• **本文**:
=-=-=-=-=
サイン入り
記録44号
サイン入
「記録」44号出来上がりました。コロナ・ウイルスの影響もあり、少々遅くなってしまいました。
外出禁止令が出て、2日ほどは自室でウロウロしていましたが、テレ・ワークなどという言葉が出始めて、そういうことならば、こちらの仕事はフット・ワークだよな、というわけで連日嫌いなマスクをしてバスに乗り電車に乗って、中野を始め中央線沿線の各駅をカメラを手にうろつき歩いていました。街々はさすがに人気が薄かったし、店々もシャッターが大半閉まって、一見映画のオープン・セットを見る思いでしたが、これはこれで良しとパチクリパチクリと写し廻ったわけです。そしてつらつら思ったことは、何か大事が起きると、世の中手のひらを返すごとく別の景色になってしまうわけね、と実感をするというか改めて肝に銘じた次第でした。日頃、都会の雑踏にまぎれ込んでチャカチャカ写し廻っていたぼくとしては、どこか釈然としない気妙さも一瞬ありましたが、すぐにいやこれはこれでよし、いまこれも写しておかねばダメだろうなどとカメラマン根性というか、ぼくの方も心の手のひらを返したわけです。つまり日常性からふと異常性が垣間見えたように感応できたということでしょうか。これら写したイメージが、いつどういう形でお見せできるものかどうかが分かりませんが、「記録」誌本号の写真は、コロナ騒動直前までに写されたイメージでまとめたものです。
=-=-=-=-=
• **収録データ**:
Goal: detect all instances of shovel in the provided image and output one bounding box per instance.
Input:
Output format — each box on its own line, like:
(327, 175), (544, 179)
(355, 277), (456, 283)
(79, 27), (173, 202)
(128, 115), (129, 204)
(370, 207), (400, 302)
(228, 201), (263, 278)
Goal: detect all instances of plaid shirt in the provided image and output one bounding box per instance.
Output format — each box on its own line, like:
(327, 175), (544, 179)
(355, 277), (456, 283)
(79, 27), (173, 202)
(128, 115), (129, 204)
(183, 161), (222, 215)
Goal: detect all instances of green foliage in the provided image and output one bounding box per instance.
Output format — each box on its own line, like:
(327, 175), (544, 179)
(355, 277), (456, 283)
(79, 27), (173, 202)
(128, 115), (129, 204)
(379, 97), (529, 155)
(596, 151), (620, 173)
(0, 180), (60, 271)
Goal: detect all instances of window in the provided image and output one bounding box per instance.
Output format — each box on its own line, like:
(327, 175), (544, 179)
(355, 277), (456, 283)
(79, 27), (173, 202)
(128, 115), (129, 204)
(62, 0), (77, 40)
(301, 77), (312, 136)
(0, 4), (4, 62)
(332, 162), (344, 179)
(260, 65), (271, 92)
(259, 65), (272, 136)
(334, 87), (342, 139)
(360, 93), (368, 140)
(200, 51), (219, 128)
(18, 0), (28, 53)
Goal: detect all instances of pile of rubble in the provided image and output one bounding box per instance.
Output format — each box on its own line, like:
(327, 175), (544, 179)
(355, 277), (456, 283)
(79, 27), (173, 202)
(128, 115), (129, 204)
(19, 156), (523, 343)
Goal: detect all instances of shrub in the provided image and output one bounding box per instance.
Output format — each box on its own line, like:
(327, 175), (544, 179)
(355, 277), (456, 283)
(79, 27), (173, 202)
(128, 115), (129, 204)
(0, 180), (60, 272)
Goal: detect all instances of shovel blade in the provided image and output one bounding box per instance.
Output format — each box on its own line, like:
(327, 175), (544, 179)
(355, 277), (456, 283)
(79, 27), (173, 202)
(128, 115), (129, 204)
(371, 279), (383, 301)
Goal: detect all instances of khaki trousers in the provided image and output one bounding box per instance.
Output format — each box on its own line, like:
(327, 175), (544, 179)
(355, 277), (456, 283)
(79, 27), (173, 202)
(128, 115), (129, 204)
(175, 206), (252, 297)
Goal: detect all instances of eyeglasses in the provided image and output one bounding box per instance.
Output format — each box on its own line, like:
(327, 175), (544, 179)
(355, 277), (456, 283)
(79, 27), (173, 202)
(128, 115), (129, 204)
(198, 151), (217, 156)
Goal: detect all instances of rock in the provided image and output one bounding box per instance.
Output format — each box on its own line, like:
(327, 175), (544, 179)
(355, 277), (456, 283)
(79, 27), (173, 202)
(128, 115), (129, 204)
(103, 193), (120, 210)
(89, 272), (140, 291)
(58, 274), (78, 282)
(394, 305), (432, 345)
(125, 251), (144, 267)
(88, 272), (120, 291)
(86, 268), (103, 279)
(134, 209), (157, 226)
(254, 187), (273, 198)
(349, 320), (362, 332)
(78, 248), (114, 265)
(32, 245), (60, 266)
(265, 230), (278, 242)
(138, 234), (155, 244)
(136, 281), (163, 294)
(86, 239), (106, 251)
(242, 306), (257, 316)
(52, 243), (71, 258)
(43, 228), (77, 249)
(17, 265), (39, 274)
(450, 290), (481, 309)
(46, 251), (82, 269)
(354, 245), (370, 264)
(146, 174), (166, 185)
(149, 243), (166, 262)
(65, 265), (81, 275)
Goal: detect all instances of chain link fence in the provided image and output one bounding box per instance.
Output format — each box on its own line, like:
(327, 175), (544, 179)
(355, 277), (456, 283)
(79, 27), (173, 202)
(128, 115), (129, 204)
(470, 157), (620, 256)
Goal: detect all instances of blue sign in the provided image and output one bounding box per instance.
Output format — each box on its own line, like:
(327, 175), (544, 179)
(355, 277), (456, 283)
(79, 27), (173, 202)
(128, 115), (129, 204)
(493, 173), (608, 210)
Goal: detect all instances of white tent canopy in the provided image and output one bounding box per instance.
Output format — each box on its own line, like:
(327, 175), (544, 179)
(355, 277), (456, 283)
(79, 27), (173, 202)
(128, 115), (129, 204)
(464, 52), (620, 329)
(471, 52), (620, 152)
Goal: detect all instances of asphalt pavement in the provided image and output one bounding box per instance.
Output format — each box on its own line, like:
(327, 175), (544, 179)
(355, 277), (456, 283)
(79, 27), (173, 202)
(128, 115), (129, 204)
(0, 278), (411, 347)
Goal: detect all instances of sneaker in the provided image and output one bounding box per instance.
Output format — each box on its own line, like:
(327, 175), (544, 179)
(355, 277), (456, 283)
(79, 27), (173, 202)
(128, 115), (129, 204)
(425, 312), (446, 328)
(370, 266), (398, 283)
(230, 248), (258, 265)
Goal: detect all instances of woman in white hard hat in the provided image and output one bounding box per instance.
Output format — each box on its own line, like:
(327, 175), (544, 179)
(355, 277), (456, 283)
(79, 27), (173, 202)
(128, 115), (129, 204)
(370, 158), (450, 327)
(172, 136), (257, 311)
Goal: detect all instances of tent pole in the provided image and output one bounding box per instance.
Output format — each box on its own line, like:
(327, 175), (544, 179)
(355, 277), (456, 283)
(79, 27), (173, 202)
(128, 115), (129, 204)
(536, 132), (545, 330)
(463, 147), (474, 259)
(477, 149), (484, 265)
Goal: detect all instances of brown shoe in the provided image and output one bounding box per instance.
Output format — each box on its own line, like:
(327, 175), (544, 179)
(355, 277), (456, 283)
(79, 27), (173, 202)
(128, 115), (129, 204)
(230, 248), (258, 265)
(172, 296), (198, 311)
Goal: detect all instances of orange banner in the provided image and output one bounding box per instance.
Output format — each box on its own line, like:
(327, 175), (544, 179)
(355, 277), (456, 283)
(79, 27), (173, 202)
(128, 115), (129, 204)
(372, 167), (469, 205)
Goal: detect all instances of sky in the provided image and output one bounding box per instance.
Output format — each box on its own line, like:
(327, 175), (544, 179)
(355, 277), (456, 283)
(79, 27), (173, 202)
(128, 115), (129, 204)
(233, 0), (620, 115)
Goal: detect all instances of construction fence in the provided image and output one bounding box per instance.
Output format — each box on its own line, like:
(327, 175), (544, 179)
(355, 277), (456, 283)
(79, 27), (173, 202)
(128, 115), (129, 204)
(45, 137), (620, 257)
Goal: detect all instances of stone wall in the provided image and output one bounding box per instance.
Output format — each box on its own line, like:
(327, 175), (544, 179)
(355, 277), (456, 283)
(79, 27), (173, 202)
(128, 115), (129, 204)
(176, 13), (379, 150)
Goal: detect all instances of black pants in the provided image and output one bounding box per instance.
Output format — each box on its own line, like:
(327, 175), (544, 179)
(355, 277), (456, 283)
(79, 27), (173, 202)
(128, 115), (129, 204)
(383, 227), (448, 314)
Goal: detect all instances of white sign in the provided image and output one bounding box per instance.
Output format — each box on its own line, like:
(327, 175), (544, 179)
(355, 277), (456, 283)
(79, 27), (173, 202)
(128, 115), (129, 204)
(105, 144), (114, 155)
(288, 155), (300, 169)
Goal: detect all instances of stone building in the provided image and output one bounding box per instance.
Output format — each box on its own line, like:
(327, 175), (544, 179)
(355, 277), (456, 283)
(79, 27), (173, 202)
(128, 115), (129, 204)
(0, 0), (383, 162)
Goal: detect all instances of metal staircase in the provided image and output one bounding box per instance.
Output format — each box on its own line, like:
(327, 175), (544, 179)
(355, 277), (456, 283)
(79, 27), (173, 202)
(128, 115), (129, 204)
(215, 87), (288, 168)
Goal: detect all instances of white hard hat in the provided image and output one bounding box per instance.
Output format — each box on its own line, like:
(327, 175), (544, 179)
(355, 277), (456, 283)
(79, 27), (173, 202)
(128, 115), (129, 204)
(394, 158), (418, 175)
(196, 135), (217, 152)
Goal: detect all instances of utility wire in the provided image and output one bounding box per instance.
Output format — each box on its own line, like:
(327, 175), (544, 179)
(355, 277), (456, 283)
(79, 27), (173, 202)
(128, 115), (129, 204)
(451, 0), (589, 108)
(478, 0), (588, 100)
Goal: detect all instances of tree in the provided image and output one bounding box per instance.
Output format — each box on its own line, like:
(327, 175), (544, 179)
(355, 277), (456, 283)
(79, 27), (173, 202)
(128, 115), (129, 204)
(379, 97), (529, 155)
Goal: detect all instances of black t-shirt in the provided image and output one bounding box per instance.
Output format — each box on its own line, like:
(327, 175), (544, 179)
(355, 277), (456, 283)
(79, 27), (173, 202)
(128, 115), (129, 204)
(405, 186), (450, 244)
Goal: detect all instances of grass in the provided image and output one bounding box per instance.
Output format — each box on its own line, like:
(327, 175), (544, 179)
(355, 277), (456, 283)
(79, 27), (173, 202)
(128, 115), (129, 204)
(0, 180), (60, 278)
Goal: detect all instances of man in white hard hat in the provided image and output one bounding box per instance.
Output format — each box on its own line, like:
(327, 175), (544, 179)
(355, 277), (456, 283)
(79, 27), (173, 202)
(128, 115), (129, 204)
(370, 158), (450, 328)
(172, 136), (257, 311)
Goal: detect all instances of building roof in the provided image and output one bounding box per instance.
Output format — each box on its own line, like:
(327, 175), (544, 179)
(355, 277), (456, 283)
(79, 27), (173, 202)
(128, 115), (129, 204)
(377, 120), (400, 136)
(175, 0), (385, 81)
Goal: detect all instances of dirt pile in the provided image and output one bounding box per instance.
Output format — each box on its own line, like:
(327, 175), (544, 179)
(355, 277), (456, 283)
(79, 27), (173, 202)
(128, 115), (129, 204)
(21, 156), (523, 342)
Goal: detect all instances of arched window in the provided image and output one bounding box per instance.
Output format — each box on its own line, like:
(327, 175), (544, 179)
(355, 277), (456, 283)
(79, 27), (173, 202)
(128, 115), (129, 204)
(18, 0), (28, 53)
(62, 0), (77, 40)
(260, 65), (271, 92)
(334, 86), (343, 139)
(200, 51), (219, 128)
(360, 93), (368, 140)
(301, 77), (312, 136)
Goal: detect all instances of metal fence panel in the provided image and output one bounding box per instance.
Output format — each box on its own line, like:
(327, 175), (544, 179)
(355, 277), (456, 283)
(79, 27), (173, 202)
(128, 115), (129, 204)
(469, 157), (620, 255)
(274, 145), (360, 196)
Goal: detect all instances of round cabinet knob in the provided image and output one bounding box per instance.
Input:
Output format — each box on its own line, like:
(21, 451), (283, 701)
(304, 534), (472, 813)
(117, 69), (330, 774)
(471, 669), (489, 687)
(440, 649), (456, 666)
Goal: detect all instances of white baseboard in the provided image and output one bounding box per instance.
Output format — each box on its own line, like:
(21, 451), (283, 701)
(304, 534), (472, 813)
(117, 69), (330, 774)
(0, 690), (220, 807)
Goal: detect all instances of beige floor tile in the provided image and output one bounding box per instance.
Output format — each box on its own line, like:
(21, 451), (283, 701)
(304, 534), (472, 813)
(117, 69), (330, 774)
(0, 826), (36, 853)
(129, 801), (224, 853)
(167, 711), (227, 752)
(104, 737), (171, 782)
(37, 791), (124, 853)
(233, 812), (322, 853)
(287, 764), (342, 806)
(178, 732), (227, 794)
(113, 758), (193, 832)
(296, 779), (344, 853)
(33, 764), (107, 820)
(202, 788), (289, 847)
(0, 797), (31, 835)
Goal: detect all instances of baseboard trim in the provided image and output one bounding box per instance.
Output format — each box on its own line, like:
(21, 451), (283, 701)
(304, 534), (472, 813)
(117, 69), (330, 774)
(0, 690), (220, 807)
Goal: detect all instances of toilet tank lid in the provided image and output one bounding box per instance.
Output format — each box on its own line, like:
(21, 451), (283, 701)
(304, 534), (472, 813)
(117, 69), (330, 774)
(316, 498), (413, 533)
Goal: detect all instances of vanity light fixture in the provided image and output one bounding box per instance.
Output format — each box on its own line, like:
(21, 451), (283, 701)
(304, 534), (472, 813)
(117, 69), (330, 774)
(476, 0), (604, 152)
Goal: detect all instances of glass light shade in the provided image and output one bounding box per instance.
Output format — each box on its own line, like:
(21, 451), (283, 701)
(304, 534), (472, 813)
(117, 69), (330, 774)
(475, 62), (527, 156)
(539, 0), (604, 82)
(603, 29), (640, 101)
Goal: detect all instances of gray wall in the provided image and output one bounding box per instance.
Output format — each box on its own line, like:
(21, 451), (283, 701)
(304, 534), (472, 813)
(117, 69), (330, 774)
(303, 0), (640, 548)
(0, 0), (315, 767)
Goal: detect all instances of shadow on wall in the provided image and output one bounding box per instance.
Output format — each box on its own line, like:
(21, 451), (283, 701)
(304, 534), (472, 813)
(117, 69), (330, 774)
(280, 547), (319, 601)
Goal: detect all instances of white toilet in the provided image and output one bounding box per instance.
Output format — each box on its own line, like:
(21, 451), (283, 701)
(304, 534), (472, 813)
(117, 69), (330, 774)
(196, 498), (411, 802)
=-=-=-=-=
• **課題一覧**:
a – 「記録」44号の案内文によれば、本号の写真はいつまでに写されたイメージでまとめられているか答えよ。
b – 「記録」44号の案内文を、最後の文のあとから書き継げ。

• **課題の結果**:
a – コロナ騒動直前までに写されたイメージでまとめられている。

b –
-森山大道 あとがきより
- 判型
- 280 x 210 mm
- 製本
- ソフトカバー
- 頁数
- 132頁
- 発行年
- 2020.7
- 出版社
- Akio Nagasawa Publishing
森山大道
Daido MORIYAMA
1938年大阪生まれ。写真家・岩宮武二、細江英公のアシスタントを経て1964年に独立。写真雑誌などで作品を発表し続け、1967年「にっぽん劇場」で日本写真批評家協会新人賞受賞。1968-70年には写真同人誌『プロヴォーク』に参加、ハイコントラストや粗粒子画面の作風は“アレ・ブレ・ボケ”と形容され、写真界に衝撃を与える。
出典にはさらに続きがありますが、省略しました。